> **Exercise aim**
Could you give the data below again, exactly and completely?

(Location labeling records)
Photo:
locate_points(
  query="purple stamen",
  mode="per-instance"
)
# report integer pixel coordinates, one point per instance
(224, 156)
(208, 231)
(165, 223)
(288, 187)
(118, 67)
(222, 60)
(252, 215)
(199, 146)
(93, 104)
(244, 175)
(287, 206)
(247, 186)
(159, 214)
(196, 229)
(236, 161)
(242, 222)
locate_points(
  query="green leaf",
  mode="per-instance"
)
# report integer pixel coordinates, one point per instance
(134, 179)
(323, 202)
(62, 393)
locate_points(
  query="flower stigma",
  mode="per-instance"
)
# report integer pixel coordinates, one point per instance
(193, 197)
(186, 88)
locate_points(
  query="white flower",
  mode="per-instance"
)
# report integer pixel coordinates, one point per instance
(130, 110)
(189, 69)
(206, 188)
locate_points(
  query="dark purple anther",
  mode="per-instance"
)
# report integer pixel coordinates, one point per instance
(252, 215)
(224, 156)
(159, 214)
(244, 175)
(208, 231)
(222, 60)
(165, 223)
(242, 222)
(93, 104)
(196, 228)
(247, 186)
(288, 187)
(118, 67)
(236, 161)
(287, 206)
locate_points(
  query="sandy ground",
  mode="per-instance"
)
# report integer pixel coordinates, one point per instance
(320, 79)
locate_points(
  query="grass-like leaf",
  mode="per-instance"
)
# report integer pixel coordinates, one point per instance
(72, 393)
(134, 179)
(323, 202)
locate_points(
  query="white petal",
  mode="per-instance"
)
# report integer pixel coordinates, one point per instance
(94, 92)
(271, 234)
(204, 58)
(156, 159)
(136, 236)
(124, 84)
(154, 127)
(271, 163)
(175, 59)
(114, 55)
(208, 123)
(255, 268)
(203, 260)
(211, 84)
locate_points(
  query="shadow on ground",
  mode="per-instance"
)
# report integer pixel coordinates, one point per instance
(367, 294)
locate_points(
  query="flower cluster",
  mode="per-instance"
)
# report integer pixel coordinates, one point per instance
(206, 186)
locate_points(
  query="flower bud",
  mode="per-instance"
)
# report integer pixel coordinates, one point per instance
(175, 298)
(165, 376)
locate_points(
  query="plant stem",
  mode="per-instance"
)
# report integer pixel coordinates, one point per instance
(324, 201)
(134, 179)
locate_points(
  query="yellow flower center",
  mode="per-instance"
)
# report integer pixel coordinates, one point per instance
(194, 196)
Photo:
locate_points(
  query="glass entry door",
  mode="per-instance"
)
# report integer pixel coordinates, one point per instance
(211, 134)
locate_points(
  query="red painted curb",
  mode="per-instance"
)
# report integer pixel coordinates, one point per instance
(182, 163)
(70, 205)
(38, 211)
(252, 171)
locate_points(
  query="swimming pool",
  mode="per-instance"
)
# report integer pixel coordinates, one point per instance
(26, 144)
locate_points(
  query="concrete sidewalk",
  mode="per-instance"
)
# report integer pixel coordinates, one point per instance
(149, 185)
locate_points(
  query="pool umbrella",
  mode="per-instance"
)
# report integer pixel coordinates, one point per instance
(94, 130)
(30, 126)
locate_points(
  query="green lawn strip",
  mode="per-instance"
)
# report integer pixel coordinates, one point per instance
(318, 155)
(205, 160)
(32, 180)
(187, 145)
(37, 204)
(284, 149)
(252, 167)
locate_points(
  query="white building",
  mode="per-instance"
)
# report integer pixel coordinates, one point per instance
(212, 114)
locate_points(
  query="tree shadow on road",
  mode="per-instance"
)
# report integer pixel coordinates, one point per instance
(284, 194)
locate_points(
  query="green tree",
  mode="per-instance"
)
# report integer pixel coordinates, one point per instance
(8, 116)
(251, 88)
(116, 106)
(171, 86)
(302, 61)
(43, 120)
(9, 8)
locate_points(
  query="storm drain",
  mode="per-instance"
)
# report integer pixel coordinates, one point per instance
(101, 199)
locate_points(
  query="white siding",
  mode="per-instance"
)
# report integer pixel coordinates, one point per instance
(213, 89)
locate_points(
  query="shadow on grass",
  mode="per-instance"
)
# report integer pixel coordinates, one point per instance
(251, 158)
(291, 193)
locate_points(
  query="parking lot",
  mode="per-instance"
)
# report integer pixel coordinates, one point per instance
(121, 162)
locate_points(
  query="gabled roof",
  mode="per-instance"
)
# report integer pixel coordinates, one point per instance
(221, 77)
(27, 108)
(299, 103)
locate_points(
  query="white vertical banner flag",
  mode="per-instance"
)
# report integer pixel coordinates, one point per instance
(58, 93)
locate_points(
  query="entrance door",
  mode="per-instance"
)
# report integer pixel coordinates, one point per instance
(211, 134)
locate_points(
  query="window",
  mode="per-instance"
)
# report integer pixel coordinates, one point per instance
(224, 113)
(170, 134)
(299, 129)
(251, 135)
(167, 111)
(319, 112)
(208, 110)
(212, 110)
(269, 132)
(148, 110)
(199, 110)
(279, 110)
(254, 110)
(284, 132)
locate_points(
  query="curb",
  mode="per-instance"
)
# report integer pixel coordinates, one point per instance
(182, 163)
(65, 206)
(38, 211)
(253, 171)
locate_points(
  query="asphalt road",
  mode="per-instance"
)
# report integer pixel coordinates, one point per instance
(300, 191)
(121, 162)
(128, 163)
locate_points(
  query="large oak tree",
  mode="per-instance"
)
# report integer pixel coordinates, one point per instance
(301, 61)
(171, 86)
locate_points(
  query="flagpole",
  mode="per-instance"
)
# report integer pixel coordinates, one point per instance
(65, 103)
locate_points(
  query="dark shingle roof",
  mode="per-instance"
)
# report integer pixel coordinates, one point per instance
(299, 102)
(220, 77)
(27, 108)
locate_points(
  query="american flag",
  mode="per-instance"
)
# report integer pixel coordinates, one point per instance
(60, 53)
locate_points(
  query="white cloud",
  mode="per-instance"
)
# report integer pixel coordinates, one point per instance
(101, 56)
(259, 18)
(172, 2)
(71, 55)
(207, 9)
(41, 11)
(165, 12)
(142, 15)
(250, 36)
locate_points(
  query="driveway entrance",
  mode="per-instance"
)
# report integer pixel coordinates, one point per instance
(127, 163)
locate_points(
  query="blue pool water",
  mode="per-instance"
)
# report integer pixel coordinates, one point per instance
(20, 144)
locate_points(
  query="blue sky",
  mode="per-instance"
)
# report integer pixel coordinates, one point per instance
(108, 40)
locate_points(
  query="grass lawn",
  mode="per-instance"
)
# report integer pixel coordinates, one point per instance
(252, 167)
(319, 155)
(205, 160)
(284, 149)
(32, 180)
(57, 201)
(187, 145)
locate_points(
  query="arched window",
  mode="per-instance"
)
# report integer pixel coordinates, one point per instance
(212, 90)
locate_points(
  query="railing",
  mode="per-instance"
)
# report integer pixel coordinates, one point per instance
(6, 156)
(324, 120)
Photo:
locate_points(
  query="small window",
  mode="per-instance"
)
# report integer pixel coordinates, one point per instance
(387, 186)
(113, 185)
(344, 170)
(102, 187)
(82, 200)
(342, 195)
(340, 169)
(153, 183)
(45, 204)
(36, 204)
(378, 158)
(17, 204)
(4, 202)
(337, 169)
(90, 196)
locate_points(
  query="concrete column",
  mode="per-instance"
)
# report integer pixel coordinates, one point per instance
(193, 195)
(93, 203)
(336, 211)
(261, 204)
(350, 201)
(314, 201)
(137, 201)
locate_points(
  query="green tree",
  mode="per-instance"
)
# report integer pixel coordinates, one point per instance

> **Response**
Photo:
locate_points(
  query="purple stamen",
  mode="per-instance"
)
# report integer pixel coordinates, one point per instance
(224, 156)
(208, 231)
(165, 223)
(288, 187)
(118, 67)
(222, 60)
(252, 215)
(199, 146)
(93, 104)
(244, 175)
(287, 206)
(247, 186)
(159, 214)
(196, 229)
(236, 161)
(242, 222)
locate_points(
  query="green leaf",
  mode="per-instance"
)
# report integer pixel coordinates, one point per instance
(134, 179)
(323, 202)
(62, 393)
locate_points(
  query="flower stigma",
  mode="per-instance"
)
# report integer pixel coordinates, one point per instance
(193, 197)
(186, 88)
locate_points(
  query="white flower",
  mode="per-instance"
)
# report integer pixel coordinates, one point per instance
(130, 110)
(189, 69)
(206, 188)
locate_points(
  query="dark purple anther",
  mode="per-instance"
)
# report integer pixel coordinates, one point per instance
(252, 215)
(224, 156)
(159, 214)
(244, 175)
(208, 231)
(222, 60)
(165, 223)
(242, 222)
(93, 104)
(196, 228)
(247, 186)
(288, 187)
(118, 67)
(236, 161)
(287, 206)
locate_points(
  query="sandy ground",
  mode="per-instance"
)
# report integer pixel coordinates, one point per instance
(320, 79)
locate_points(
  query="grass-like leaf",
  mode="per-instance"
)
# report integer pixel coordinates, one point per instance
(72, 393)
(134, 179)
(323, 202)
locate_points(
  query="white petal",
  mode="per-instance"
)
# report integer pixel coordinates, one point per instance
(94, 92)
(271, 234)
(204, 58)
(156, 159)
(136, 236)
(124, 84)
(154, 127)
(271, 163)
(175, 59)
(114, 55)
(208, 123)
(255, 268)
(203, 260)
(211, 84)
locate_points(
  query="shadow on ground",
  mode="per-instance"
)
# report integer pixel coordinates, one point per instance
(367, 294)
locate_points(
  query="flower cluster",
  mode="per-instance"
)
# report integer pixel coordinates, one point per instance
(206, 186)
locate_points(
  query="flower bud",
  mode="per-instance"
)
# report integer pixel coordinates, one point per instance
(175, 298)
(165, 376)
locate_points(
  query="plant stem",
  mode="per-instance"
)
# report integer pixel coordinates, one point per instance
(324, 201)
(134, 179)
locate_points(
  query="yellow flower center",
  mode="per-instance"
)
# report integer pixel coordinates, one point per instance
(194, 196)
Photo:
locate_points(
  query="glass entry door",
  mode="per-instance"
)
# report integer pixel coordinates, one point per instance
(211, 134)
locate_points(
  query="red painted curb",
  mode="per-instance"
)
# report integer pixel coordinates, one point per instance
(182, 163)
(70, 205)
(38, 211)
(252, 171)
locate_points(
  query="swimming pool",
  mode="per-instance"
)
# report integer pixel coordinates, one point per instance
(26, 144)
locate_points(
  query="concrete sidewalk",
  mode="per-instance"
)
# report integer pixel coordinates, one point per instance
(149, 185)
locate_points(
  query="pool umbrella",
  mode="per-instance"
)
# report integer pixel coordinates, one point per instance
(94, 130)
(30, 126)
locate_points(
  query="green lawn strip",
  mode="per-instance"
)
# report integer pixel coordinates, one point per instance
(318, 155)
(205, 160)
(32, 180)
(187, 145)
(37, 204)
(284, 149)
(252, 167)
locate_points(
  query="white building",
  mode="per-instance"
)
# report integer pixel coordinates, one point per instance
(212, 114)
locate_points(
  query="tree shadow on road",
  mode="per-instance"
)
# report integer pixel coordinates, one point per instance
(284, 194)
locate_points(
  query="green tree",
  mode="per-instance"
)
# report integer pixel coordinates, one point per instance
(8, 116)
(251, 88)
(116, 106)
(171, 86)
(302, 61)
(43, 120)
(9, 8)
locate_points(
  query="storm drain",
  mode="per-instance"
)
# report integer pixel coordinates, one point per instance
(101, 199)
locate_points(
  query="white siding",
  mode="per-instance"
)
# report integer pixel coordinates, one point per instance
(213, 89)
locate_points(
  query="shadow on grass",
  mode="per-instance"
)
# report integer pixel coordinates, one point per instance
(251, 158)
(291, 193)
locate_points(
  query="parking lot",
  mode="per-instance"
)
# report integer pixel coordinates, one point per instance
(121, 162)
locate_points(
  query="gabled roof",
  mode="per-instance"
)
# report integer pixel coordinates, one point per instance
(221, 77)
(27, 108)
(299, 103)
locate_points(
  query="white vertical banner flag",
  mode="per-instance"
)
# report integer pixel coordinates, one point per instance
(58, 93)
locate_points(
  query="entrance door",
  mode="per-instance"
)
# report integer pixel coordinates, one point per instance
(211, 134)
locate_points(
  query="window",
  mode="per-instance"
)
# report integer pixel coordinates, one point per instance
(224, 113)
(170, 134)
(299, 129)
(251, 135)
(167, 111)
(319, 112)
(208, 110)
(212, 110)
(269, 132)
(148, 110)
(199, 110)
(279, 110)
(254, 110)
(284, 132)
locate_points(
  query="curb",
  mode="per-instance"
)
# report integer pixel coordinates, one point per instance
(182, 163)
(65, 206)
(38, 211)
(253, 171)
locate_points(
  query="asphalt road",
  mode="per-instance"
)
# report integer pixel coordinates, one point per instance
(300, 191)
(121, 162)
(128, 163)
locate_points(
  query="large oak tree",
  mode="per-instance"
)
# report integer pixel coordinates, one point per instance
(301, 61)
(171, 86)
locate_points(
  query="flagpole",
  mode="per-instance"
)
# report integer pixel coordinates, one point per instance
(65, 103)
locate_points(
  query="dark shingle roof",
  mode="per-instance"
)
# report integer pixel coordinates, one point per instance
(299, 102)
(220, 77)
(27, 108)
locate_points(
  query="american flag",
  mode="per-instance"
)
# report integer pixel coordinates, one point per instance
(60, 53)
locate_points(
  query="white cloud",
  mode="per-instance"
)
# report integer pixel coordinates, one point per instance
(101, 56)
(259, 18)
(172, 2)
(71, 55)
(207, 9)
(41, 11)
(165, 12)
(142, 15)
(250, 36)
locate_points(
  query="driveway entrance",
  mode="per-instance"
)
# report integer pixel coordinates, one point per instance
(127, 163)
locate_points(
  query="blue pool water",
  mode="per-instance"
)
# report integer pixel coordinates, one point per instance
(20, 144)
locate_points(
  query="blue sky",
  mode="per-instance"
)
# report integer pixel coordinates, one point per instance
(108, 40)
locate_points(
  query="grass lawn",
  mode="per-instance"
)
# report integer pixel coordinates, one point per instance
(252, 167)
(319, 155)
(205, 160)
(284, 149)
(32, 180)
(57, 201)
(187, 145)
locate_points(
  query="arched window",
  mode="per-instance"
)
# report integer pixel coordinates, one point per instance
(212, 90)
locate_points(
  query="railing",
  mode="per-instance"
)
# report integer pixel coordinates, one point per instance
(6, 156)
(324, 120)
Photo:
locate_points(
  query="small window",
  mode="per-instance"
)
# report integer pixel coordinates, one point per instance
(387, 186)
(113, 185)
(344, 170)
(102, 187)
(82, 200)
(342, 195)
(340, 169)
(153, 183)
(45, 204)
(36, 204)
(378, 158)
(17, 204)
(4, 202)
(337, 169)
(90, 196)
locate_points(
  query="concrete column",
  mode="per-instance"
)
# report integer pixel coordinates, one point per instance
(193, 195)
(93, 203)
(336, 211)
(261, 204)
(350, 201)
(314, 201)
(137, 201)
locate_points(
  query="green tree",
  mode="per-instance"
)
# report integer pixel coordinates, one point per instance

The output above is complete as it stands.